▸ **Work to complete**: Each line in the listing below that includes "blue" should be counted; give the total and nothing more.

+ + +

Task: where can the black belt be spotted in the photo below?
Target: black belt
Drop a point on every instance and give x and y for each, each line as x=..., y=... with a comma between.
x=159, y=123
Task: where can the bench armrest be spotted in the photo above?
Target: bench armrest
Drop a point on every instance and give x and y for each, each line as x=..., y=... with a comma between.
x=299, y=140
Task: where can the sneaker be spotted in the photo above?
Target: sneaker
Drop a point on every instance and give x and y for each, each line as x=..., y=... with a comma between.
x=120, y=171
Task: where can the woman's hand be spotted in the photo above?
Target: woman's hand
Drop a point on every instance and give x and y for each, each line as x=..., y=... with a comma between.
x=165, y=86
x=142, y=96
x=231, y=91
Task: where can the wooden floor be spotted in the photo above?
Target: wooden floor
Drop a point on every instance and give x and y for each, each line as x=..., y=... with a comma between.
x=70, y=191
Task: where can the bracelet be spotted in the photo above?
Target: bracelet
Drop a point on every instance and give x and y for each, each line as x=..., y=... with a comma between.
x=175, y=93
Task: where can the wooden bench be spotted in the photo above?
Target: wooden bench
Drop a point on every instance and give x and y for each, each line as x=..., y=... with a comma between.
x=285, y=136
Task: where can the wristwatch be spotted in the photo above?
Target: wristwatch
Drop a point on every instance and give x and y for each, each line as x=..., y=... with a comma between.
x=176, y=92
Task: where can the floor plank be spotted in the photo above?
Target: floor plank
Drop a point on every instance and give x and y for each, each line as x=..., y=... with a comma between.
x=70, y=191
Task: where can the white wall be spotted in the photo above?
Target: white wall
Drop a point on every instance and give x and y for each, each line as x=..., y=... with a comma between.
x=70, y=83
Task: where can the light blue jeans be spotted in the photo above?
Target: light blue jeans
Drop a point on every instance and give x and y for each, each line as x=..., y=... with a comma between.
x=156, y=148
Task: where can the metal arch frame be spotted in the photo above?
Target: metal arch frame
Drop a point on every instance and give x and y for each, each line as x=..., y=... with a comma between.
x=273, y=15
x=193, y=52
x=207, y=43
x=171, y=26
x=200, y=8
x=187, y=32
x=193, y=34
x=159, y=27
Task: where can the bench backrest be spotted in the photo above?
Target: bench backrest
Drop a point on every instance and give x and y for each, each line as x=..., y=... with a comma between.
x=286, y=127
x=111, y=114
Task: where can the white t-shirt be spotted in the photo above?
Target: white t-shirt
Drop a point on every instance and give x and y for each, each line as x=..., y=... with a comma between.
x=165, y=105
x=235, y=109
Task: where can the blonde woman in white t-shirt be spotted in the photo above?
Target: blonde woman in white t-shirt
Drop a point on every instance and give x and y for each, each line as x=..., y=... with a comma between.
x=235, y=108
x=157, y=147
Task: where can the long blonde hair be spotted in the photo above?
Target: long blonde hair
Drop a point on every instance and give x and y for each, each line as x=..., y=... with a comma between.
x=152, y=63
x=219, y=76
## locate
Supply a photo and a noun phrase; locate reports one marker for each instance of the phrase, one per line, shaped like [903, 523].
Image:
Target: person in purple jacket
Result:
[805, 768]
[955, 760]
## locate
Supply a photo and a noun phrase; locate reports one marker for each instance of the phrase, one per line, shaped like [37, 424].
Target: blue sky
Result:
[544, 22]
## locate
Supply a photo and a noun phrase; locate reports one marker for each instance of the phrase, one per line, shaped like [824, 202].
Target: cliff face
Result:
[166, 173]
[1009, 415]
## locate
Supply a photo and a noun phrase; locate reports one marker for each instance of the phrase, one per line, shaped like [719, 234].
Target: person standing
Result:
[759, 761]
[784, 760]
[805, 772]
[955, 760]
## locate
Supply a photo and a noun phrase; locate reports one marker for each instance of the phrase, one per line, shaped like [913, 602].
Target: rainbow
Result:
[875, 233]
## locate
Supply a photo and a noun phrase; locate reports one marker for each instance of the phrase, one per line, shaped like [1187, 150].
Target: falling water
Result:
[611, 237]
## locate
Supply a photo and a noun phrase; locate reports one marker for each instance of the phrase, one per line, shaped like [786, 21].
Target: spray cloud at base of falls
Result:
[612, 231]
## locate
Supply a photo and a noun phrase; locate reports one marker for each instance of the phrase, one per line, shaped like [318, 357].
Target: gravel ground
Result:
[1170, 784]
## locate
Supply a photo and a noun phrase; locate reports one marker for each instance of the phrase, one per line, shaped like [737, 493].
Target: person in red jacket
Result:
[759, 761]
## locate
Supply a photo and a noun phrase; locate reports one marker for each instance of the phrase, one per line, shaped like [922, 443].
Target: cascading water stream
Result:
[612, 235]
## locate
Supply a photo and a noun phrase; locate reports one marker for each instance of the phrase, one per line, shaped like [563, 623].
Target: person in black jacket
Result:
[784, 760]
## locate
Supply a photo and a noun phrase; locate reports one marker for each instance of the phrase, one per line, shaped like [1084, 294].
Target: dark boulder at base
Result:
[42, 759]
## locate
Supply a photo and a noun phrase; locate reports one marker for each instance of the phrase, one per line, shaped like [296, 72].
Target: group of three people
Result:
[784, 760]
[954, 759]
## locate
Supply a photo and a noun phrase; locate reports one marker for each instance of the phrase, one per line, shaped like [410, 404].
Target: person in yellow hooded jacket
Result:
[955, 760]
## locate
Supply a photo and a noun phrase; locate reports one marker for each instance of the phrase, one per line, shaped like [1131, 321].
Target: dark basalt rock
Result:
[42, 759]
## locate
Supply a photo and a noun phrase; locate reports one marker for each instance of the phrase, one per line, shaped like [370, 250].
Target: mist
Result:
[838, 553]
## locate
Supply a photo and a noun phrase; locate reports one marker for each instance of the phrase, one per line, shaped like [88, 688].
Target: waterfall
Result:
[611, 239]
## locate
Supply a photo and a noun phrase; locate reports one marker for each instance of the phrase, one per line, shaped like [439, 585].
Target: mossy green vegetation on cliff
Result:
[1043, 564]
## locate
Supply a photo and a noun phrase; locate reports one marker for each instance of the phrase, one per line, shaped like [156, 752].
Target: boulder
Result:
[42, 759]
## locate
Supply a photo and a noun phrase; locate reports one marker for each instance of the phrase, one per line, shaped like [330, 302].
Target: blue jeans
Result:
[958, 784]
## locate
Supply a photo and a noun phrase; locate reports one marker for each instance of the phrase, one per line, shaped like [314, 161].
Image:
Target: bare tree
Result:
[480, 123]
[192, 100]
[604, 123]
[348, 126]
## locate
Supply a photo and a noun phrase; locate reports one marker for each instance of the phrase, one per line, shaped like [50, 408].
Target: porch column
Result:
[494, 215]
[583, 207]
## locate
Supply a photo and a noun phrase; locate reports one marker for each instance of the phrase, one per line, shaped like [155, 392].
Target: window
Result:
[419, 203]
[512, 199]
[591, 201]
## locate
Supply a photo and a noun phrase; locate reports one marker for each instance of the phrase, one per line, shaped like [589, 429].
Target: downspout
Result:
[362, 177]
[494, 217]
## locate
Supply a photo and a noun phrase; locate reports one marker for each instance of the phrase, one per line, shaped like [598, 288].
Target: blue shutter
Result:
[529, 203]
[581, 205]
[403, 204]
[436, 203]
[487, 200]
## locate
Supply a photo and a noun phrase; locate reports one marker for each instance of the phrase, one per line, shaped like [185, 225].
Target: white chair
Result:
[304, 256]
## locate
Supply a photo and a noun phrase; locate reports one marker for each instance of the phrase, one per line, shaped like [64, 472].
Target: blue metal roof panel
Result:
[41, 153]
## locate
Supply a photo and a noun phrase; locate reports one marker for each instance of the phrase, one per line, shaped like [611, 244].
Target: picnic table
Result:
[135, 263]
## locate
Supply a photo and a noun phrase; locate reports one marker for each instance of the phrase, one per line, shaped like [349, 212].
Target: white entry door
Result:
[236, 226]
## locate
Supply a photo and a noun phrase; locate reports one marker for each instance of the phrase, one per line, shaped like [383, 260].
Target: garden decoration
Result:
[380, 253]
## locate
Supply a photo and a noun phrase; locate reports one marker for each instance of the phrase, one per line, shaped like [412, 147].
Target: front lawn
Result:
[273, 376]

+ + +

▸ **Exercise response**: 6